Oefengegevens.

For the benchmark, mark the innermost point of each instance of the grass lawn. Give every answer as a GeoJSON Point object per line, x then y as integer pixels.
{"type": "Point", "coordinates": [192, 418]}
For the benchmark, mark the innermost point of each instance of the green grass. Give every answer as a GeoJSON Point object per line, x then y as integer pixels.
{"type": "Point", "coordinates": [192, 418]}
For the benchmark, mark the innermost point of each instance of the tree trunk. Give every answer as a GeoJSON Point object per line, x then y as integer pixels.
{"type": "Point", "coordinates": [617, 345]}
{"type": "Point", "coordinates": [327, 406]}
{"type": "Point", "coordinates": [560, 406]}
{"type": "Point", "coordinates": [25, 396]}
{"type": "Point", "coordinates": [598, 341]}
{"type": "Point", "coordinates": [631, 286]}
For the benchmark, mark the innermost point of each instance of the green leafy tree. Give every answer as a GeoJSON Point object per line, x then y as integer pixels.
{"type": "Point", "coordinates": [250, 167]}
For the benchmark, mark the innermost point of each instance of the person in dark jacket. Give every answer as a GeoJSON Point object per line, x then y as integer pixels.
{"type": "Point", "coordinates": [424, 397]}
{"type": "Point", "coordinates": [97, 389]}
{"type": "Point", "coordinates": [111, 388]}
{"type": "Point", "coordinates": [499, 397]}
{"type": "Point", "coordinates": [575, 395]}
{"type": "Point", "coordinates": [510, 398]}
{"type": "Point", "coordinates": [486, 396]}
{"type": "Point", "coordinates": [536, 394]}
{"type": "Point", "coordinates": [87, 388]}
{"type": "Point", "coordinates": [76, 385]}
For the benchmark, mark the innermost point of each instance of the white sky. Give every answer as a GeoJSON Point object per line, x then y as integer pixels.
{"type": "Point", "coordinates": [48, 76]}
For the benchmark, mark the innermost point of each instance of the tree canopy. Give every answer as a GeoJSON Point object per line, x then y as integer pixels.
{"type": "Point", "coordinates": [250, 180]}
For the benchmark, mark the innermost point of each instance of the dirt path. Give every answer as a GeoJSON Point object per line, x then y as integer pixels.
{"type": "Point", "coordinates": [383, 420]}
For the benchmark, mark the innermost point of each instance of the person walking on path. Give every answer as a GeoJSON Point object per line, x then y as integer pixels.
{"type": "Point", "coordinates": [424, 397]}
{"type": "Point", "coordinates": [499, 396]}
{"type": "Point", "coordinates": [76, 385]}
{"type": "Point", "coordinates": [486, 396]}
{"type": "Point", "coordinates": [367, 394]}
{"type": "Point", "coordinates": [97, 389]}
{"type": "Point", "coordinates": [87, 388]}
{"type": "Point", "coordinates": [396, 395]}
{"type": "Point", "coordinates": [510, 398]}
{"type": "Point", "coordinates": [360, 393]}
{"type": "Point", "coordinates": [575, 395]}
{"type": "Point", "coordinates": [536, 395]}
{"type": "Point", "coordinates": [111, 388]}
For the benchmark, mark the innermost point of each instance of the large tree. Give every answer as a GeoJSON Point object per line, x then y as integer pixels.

Te doen. Geef alle regels van het overzicht hierboven weer als genummerde lijst en laat lege regels weg.

Het resultaat.
1. For the benchmark, mark the innermost point of each instance of the grass lawn. Give every answer as a GeoJSON Point object per line, x then y as integer pixels.
2. {"type": "Point", "coordinates": [192, 418]}
3. For the benchmark, mark the innermost point of each instance of the green grass. Give every answer as a GeoJSON Point object per line, x then y as integer pixels.
4. {"type": "Point", "coordinates": [192, 418]}
5. For the benchmark, mark the innermost point of each instance of the tree trunk. Give every answer as a GeoJSON Point object per line, x then y as integer pixels.
6. {"type": "Point", "coordinates": [617, 345]}
7. {"type": "Point", "coordinates": [327, 406]}
8. {"type": "Point", "coordinates": [560, 406]}
9. {"type": "Point", "coordinates": [25, 396]}
10. {"type": "Point", "coordinates": [598, 341]}
11. {"type": "Point", "coordinates": [631, 286]}
12. For the benchmark, mark the innermost point of each instance of the green leafy tree. Give every answer as a GeoJSON Point object per line, x then y as integer pixels.
13. {"type": "Point", "coordinates": [250, 167]}
14. For the benchmark, mark the innermost point of each instance of the person in dark jacket. Give every answer as a GeoJSON Point object per line, x then y as integer pixels.
15. {"type": "Point", "coordinates": [424, 397]}
16. {"type": "Point", "coordinates": [97, 389]}
17. {"type": "Point", "coordinates": [111, 388]}
18. {"type": "Point", "coordinates": [499, 397]}
19. {"type": "Point", "coordinates": [575, 395]}
20. {"type": "Point", "coordinates": [510, 398]}
21. {"type": "Point", "coordinates": [486, 396]}
22. {"type": "Point", "coordinates": [536, 394]}
23. {"type": "Point", "coordinates": [87, 388]}
24. {"type": "Point", "coordinates": [76, 385]}
25. For the benchmark, mark the innermost point of each instance of the white sky. Give every answer as a GeoJSON Point object per line, x then y as integer pixels.
26. {"type": "Point", "coordinates": [48, 76]}
27. For the benchmark, mark the innermost point of each instance of the tree canopy. Give every answer as a GeoJSON Point object per line, x then y as integer pixels.
28. {"type": "Point", "coordinates": [250, 180]}
29. For the benchmark, mark the innermost point of each instance of the dirt path. Give every answer as a GeoJSON Point object per line, x then y as integer pixels.
30. {"type": "Point", "coordinates": [383, 420]}
31. For the benchmark, mark the innermost point of each instance of the person walking on path. Give every answer as a GeoJSON Point object per line, x then y as integer pixels.
32. {"type": "Point", "coordinates": [424, 397]}
33. {"type": "Point", "coordinates": [499, 396]}
34. {"type": "Point", "coordinates": [76, 385]}
35. {"type": "Point", "coordinates": [486, 396]}
36. {"type": "Point", "coordinates": [367, 394]}
37. {"type": "Point", "coordinates": [97, 389]}
38. {"type": "Point", "coordinates": [87, 388]}
39. {"type": "Point", "coordinates": [396, 395]}
40. {"type": "Point", "coordinates": [510, 398]}
41. {"type": "Point", "coordinates": [360, 393]}
42. {"type": "Point", "coordinates": [575, 395]}
43. {"type": "Point", "coordinates": [536, 395]}
44. {"type": "Point", "coordinates": [111, 388]}
45. For the benchmark, mark the innermost point of each instance of the large tree. Give every answer as a GeoJSON Point object per line, x then y as integer pixels.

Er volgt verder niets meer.